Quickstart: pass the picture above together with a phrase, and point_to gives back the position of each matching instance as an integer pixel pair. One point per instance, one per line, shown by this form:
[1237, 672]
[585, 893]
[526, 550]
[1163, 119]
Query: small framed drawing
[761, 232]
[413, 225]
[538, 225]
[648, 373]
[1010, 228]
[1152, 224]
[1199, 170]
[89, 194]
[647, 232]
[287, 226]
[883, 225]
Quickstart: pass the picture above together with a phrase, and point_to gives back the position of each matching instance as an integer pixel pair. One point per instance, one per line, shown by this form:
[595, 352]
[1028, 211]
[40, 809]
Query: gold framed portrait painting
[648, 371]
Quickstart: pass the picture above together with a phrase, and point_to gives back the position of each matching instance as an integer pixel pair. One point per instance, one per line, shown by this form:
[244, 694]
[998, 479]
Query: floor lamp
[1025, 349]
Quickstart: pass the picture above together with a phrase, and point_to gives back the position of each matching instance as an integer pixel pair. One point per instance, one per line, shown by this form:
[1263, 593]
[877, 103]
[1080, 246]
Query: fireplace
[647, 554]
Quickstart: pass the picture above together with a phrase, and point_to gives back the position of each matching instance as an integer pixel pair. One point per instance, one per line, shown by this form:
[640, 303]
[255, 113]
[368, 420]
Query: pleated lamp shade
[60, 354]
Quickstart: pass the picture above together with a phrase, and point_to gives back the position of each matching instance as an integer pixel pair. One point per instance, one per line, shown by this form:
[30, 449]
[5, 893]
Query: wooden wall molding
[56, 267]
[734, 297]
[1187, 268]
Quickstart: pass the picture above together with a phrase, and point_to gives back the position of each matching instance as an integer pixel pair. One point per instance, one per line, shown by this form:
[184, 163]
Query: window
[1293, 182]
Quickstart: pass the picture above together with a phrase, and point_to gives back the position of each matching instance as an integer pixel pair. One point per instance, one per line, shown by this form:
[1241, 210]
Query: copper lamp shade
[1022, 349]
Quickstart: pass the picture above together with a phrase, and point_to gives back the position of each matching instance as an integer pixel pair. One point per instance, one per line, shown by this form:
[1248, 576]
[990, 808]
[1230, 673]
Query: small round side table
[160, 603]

┄┄┄┄┄┄┄┄┄┄

__Problem to work on__: Copy down the material exactly as written.

__Answer to this task__:
Quickstart: pass the picture above together with a phrase, and point_to gives back the position of each matching instance as an integer pixel pair. One point per instance, one per line, shown by this form:
[1237, 672]
[585, 893]
[526, 550]
[1163, 119]
Query: small framed drawing
[761, 232]
[413, 225]
[538, 225]
[648, 373]
[1010, 228]
[1152, 224]
[1199, 170]
[89, 194]
[647, 232]
[287, 226]
[883, 225]
Quickstart: pass the picture above together with a phrase, and point_to gives back the position of each matching instance as an integer pixel pair. One point per instance, one per line, shown by this form:
[595, 352]
[1028, 211]
[40, 809]
Query: gold framed portrait painting
[648, 371]
Quickstart: pass the picture above together with a phrase, and point_to gives back the position of each matching instance as an integer pixel pair. One point per instance, one per line, shown by this form:
[244, 694]
[998, 479]
Query: floor lamp
[1025, 349]
Quickstart: pass the picture above together with a phrase, and point_to gives back the position of each matching instance as an integer pixel pair. One point per instance, one per line, shown by this form:
[1263, 593]
[877, 103]
[1080, 246]
Query: fireplace
[647, 554]
Quickstart: pass the picture above together with a phrase, and point_to gives back the position of each matching instance as an integer pixel pair. One point per instance, one per line, shown by this form:
[640, 303]
[255, 113]
[368, 420]
Query: pleated lamp shade
[60, 354]
Quickstart: pass the picture above together with a phrase, and point_to gives back the position of each matching instance as an integer pixel pair. One point per instance, one per line, shown by this form:
[30, 449]
[5, 893]
Query: wooden wall molding
[56, 267]
[734, 297]
[1187, 268]
Quickstart: pass the picture above together with a phrase, and point_to gives back the position of each matching instance as an integer pixel pair. One point per instance, one per line, shown by this form:
[184, 163]
Query: window
[1293, 182]
Quickstart: pass the picture above together with a phrase, and point_to gives back the position of each matching instance as an integer pixel pair. One point per instance, one per line, shown by this form:
[1241, 210]
Query: copper lamp shade
[1022, 349]
Quickstart: pass the picture above together with a phrase, and point_to gives back the position of each matching instance as an integer pixel pair. One point per instance, one per line, shown by this form:
[1248, 576]
[990, 808]
[1230, 673]
Query: small round side table
[160, 603]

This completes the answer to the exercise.